■ **Document extract**
Sci Fi Terrain Maps (Canceled)
Sci Fi Terrain maps made from real satelite imagery, provided with grid overlays of any grid size and style.
Since our first successful kickstarter making fantasy maps for tabletop roleplaying, I knew I wanted to bring something to the table for the sci-fi / skirmish / open battlefield crowd. Using satellite imagery, photoshop, and our excellent quality printing, that may finally all come together in Sci Fi Terrain Maps. With your support, we can make a large variety of open terrain maps, printed in any format you'd prefer. So join in, and speak up in the comments!
A Little Background on Sci Fi Terrain Maps
Last year I began experimenting with using real satelite imagery from Nasa and other sources to create aerial terrain maps, and then applying various graphical tricks to see what I could create. The results were a mix of useful geographical terrain and abstract science fiction landscapes, and some of them were incredible.
I knew I was on to something really neat.
The problem I faced was the gridding - even if we custom tailored the opacity of the grid for each landscape, some games preferred smaller grids for soldiers and skirmish warfare, and some games needed larger grid for epic mech battles and spaceship crash landings. Having just 1 grid completely ruined the otherwise incredible versatility of these maps.

■ **Given entries**
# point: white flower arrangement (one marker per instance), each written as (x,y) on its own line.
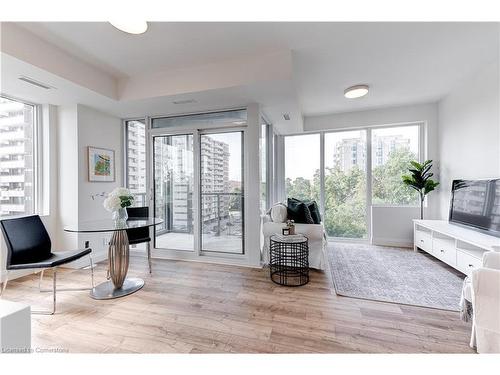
(120,197)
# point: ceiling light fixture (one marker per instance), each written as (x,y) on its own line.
(131,27)
(357,91)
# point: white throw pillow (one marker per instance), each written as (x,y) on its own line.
(279,213)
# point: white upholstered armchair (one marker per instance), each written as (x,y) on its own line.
(485,294)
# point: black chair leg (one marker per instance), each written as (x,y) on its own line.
(54,295)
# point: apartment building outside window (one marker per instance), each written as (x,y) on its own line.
(17,157)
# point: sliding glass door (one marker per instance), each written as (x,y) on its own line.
(196,181)
(221,176)
(173,191)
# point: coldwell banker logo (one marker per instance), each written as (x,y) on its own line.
(33,350)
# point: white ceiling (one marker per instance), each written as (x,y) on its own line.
(403,63)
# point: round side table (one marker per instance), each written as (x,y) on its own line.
(289,260)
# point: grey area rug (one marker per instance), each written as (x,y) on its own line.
(392,274)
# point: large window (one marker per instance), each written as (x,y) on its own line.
(345,184)
(136,160)
(392,150)
(302,164)
(17,158)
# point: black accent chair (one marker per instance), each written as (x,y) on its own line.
(139,235)
(29,247)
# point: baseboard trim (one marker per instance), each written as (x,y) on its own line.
(380,241)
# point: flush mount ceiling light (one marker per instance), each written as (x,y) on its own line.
(131,27)
(357,91)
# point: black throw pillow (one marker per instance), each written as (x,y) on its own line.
(312,207)
(298,212)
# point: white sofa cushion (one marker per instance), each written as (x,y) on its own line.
(279,213)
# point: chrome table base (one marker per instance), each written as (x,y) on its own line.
(118,260)
(107,290)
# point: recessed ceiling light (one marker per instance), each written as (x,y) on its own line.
(357,91)
(131,27)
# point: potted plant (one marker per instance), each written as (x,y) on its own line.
(420,180)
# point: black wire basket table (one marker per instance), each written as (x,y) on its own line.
(289,260)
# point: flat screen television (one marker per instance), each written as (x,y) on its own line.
(476,204)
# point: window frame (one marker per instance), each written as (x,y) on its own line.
(126,150)
(38,206)
(422,148)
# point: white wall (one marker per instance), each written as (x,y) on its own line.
(78,127)
(469,132)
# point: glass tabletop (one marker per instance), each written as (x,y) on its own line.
(109,225)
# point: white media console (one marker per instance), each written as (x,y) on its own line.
(457,246)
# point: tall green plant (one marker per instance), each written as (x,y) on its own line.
(420,180)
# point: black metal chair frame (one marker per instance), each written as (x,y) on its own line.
(54,288)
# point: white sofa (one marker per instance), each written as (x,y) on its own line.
(484,292)
(315,234)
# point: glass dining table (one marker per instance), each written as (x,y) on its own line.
(118,284)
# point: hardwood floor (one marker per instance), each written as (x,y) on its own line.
(190,307)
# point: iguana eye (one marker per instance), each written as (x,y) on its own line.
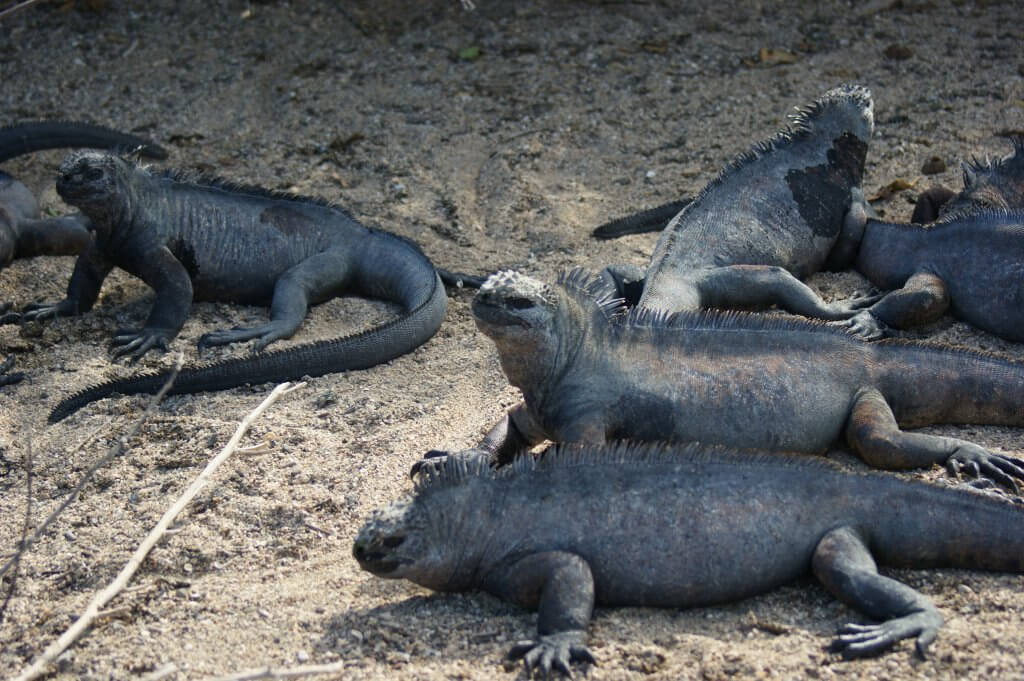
(519,303)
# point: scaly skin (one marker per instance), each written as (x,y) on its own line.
(787,208)
(23,232)
(955,264)
(590,374)
(987,184)
(665,525)
(209,240)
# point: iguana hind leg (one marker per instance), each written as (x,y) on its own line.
(313,280)
(560,586)
(872,432)
(923,299)
(763,286)
(844,564)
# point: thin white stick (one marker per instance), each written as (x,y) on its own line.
(85,621)
(293,673)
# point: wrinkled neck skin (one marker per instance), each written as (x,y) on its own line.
(887,252)
(458,537)
(534,359)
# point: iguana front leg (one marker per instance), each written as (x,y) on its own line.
(559,585)
(844,564)
(923,299)
(315,279)
(83,289)
(872,432)
(170,280)
(763,286)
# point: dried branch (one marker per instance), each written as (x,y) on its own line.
(25,529)
(88,616)
(115,451)
(292,673)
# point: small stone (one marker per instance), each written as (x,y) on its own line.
(933,166)
(898,52)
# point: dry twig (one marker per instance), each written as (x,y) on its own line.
(292,673)
(116,450)
(88,616)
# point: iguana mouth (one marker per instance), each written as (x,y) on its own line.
(375,561)
(496,314)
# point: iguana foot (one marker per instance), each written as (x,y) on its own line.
(264,335)
(553,651)
(434,460)
(977,462)
(39,311)
(136,342)
(867,640)
(9,379)
(6,316)
(865,326)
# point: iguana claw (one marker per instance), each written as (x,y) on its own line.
(977,462)
(137,342)
(39,311)
(867,640)
(865,326)
(553,651)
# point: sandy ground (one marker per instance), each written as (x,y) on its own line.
(565,115)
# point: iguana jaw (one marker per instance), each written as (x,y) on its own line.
(87,178)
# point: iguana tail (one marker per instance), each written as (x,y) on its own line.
(652,219)
(28,137)
(392,273)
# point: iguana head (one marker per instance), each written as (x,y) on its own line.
(397,543)
(511,303)
(93,181)
(844,110)
(988,183)
(521,315)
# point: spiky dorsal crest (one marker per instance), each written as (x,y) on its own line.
(592,290)
(201,180)
(1015,215)
(464,467)
(801,126)
(715,320)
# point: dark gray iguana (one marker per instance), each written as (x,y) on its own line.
(988,183)
(202,239)
(23,232)
(589,374)
(682,526)
(969,263)
(791,206)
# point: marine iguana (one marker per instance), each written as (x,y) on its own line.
(669,525)
(23,232)
(987,183)
(783,210)
(190,237)
(956,263)
(590,373)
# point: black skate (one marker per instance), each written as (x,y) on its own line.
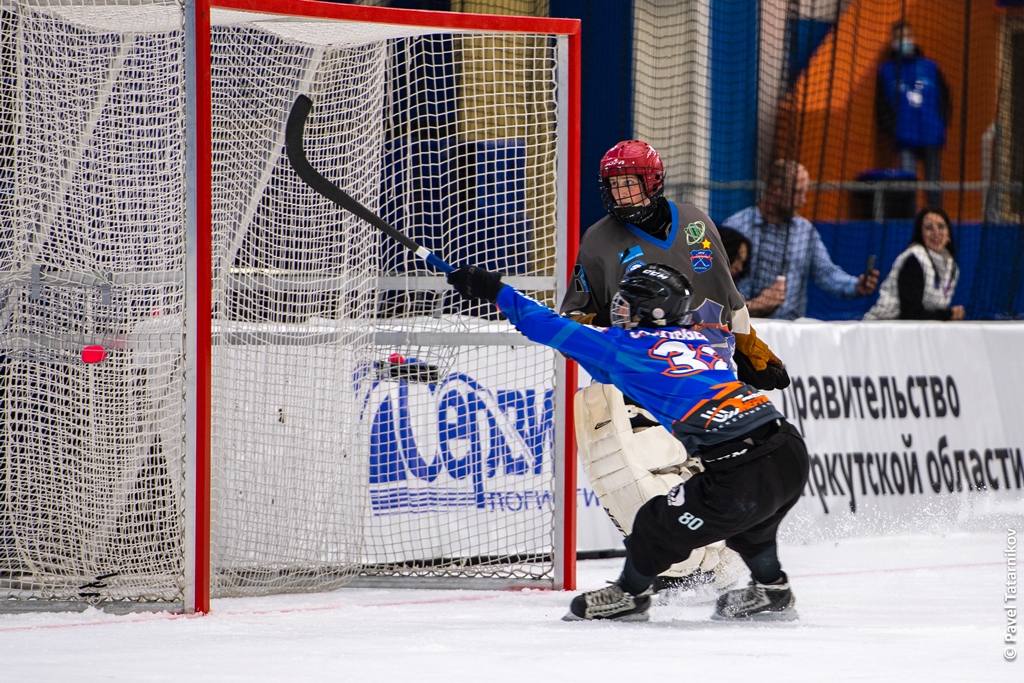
(759,602)
(609,602)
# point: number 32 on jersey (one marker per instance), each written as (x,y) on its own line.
(685,359)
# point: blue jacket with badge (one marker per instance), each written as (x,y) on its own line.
(912,101)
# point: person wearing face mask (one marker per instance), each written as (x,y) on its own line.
(786,249)
(923,279)
(913,108)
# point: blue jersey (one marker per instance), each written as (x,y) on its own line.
(674,373)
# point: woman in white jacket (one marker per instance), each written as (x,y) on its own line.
(923,279)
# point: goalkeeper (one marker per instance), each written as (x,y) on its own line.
(626,462)
(755,463)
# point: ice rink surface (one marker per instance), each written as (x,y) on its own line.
(910,608)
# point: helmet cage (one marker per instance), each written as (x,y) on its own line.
(656,295)
(622,312)
(632,158)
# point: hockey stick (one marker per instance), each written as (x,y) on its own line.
(297,156)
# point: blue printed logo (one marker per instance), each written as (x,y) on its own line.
(630,254)
(457,444)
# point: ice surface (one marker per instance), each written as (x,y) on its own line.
(906,608)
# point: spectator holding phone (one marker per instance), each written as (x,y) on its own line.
(737,248)
(784,244)
(924,278)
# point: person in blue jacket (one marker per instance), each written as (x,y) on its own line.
(755,462)
(912,107)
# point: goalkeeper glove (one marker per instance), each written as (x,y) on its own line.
(757,365)
(474,283)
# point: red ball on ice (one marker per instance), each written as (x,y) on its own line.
(93,354)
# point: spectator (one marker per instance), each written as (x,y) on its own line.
(923,279)
(737,248)
(786,245)
(912,107)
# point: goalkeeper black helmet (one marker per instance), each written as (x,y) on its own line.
(657,295)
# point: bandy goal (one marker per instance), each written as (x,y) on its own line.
(215,382)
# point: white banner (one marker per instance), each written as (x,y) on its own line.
(909,426)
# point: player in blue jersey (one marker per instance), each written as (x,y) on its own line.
(755,462)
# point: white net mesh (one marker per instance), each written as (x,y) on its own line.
(365,421)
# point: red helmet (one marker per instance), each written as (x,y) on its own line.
(632,158)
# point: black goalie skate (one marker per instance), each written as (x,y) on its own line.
(758,602)
(609,602)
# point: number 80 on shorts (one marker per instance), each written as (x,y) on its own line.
(690,522)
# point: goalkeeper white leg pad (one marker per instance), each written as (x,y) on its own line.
(616,461)
(629,467)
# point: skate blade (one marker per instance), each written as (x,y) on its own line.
(643,616)
(785,615)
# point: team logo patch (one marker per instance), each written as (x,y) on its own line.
(630,254)
(636,265)
(580,280)
(694,232)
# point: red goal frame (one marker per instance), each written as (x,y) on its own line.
(200,253)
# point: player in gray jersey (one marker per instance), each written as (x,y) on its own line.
(642,226)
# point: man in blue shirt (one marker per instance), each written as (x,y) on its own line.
(755,462)
(786,248)
(912,107)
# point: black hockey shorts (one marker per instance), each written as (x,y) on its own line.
(741,505)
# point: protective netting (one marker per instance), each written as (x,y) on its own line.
(366,421)
(722,88)
(725,88)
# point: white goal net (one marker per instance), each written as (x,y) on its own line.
(366,423)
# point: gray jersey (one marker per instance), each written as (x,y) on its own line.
(611,248)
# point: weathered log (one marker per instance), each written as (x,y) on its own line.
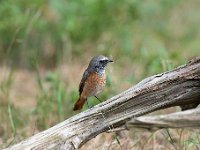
(173,88)
(184,119)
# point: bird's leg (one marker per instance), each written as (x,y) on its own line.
(98,98)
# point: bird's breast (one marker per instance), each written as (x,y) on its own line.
(94,84)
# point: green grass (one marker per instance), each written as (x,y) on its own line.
(45,44)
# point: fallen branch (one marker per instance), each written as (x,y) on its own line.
(184,119)
(178,87)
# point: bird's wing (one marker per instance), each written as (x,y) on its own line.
(82,83)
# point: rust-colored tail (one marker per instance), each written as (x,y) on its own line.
(79,103)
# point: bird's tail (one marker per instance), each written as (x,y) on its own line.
(79,103)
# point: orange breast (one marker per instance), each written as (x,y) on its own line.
(94,84)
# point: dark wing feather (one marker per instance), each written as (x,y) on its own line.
(82,83)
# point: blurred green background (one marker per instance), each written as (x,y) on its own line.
(45,46)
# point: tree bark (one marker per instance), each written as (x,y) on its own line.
(184,119)
(173,88)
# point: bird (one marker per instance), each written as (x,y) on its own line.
(93,80)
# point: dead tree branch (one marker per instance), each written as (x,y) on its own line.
(184,119)
(178,87)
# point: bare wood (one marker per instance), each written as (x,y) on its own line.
(183,119)
(178,87)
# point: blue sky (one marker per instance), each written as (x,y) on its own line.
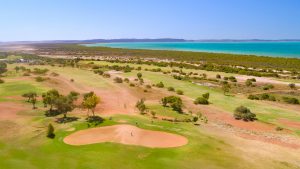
(189,19)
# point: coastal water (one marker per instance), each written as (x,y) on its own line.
(278,49)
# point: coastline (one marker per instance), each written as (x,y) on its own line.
(257,48)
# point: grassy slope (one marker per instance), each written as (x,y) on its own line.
(35,151)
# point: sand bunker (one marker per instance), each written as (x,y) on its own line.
(126,134)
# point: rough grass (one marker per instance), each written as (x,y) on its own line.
(31,149)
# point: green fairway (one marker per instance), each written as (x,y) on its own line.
(29,148)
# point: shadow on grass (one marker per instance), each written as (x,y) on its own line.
(66,119)
(94,120)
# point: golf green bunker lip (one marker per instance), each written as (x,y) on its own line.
(126,134)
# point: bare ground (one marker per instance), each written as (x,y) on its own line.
(126,134)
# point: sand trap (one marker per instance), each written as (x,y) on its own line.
(126,134)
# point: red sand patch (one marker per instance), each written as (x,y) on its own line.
(9,110)
(116,100)
(270,140)
(293,124)
(126,134)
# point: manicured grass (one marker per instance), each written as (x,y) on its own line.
(167,112)
(201,150)
(264,112)
(29,148)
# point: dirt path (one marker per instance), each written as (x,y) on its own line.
(243,78)
(126,134)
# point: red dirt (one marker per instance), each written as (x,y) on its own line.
(126,134)
(116,100)
(270,140)
(293,124)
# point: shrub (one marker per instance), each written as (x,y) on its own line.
(160,85)
(201,100)
(174,102)
(141,106)
(253,97)
(54,74)
(232,79)
(171,89)
(206,96)
(26,74)
(248,83)
(118,80)
(179,92)
(50,131)
(195,119)
(290,100)
(292,85)
(139,75)
(40,79)
(267,87)
(126,80)
(106,75)
(243,113)
(278,128)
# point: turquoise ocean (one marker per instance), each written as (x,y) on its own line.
(275,49)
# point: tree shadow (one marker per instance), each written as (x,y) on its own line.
(66,119)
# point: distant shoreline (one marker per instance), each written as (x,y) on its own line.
(284,49)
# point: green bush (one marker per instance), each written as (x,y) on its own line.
(50,131)
(179,92)
(174,102)
(160,85)
(290,100)
(253,97)
(201,100)
(118,80)
(40,79)
(243,113)
(171,89)
(206,96)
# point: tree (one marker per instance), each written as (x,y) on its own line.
(50,131)
(292,86)
(90,102)
(49,98)
(153,113)
(141,106)
(17,68)
(248,82)
(31,98)
(244,113)
(206,96)
(64,104)
(118,80)
(226,88)
(160,85)
(139,75)
(3,67)
(201,100)
(179,92)
(171,89)
(174,102)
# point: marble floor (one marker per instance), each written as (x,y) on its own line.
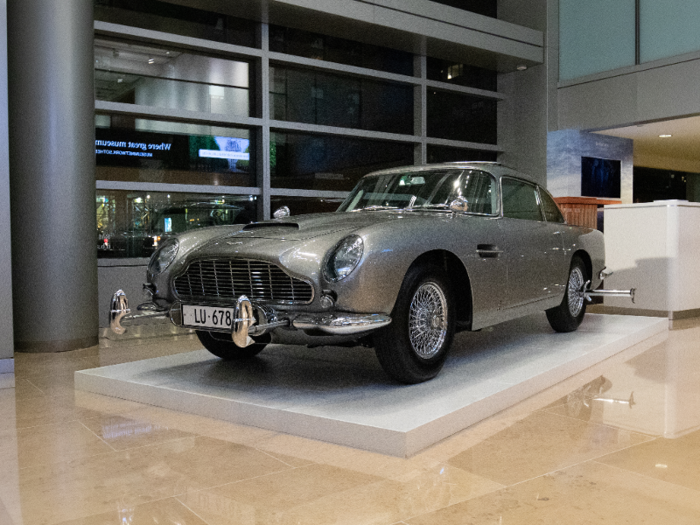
(617,443)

■ **Given request A**
According to the Sci Fi Terrain Maps page, why was offering these maps with only one grid a problem? Answer in one to three sentences.
■ **Given request B**
Continue the Sci Fi Terrain Maps page, starting after its final sentence.

■ **Expected output A**
Different games need different grid sizes. Some favor smaller grids for soldiers and skirmish warfare, while others need larger grids for epic mech battles and spaceship crash landings. A single grid therefore ruined the maps' otherwise incredible versatility.

■ **Expected output B**
But earlier this year, with the success of the Clear Map Grids campaign, we can create plastic overlays as the grid for these maps. This will not only allow you to instantly swap grid style or sizing, it also means these maps do not need to be laminated, since the overlays are already wet and dry erasable. This cuts down on sheet thickness, weight, cost and production times.
Whats in a "Box"?
At least 24 pages of maps, with double sided printing. But with stretch goals, we can go higher, to a maximum of around 40 pages per box (plus overlays). The number of different 'scenes' will depend on how many pages are used to create each scene.
The original experiments were made in a 3-page-wide format. All of our maps are cut to 11"x17", so these came in at a total of 33"x17" per scene. It's a very nice size. Our initial funding goal will be for the creation of this initial box format, with 24 double-sided pages, that make 16 scenes of 3 pages each. We're starting out with 9 different experimental maps, but we'll be creating more and polling our backers to see what styles they prefer, and what direction they would like this project to go.
Costs are locked in at $80 + s&h per box. If the initial goal is met, maps are $3.33 a page, but as the box gets larger it decreases the price per page significantly.
If some boxes have special pricing concerns, we'll address them on a case by case basis.
What are the downsides with your technique?
What you see is what you get. I'm working with satellite imagery of freaking moons and planets, virtually all of them are resolutions lower than what you'd expect from standard print. We can do a variety of things with photoshop to amplify color or make things have a more painterly style, and some of it is incredibly cool (and solves a great deal of the resolution problems), but I can't work miracles.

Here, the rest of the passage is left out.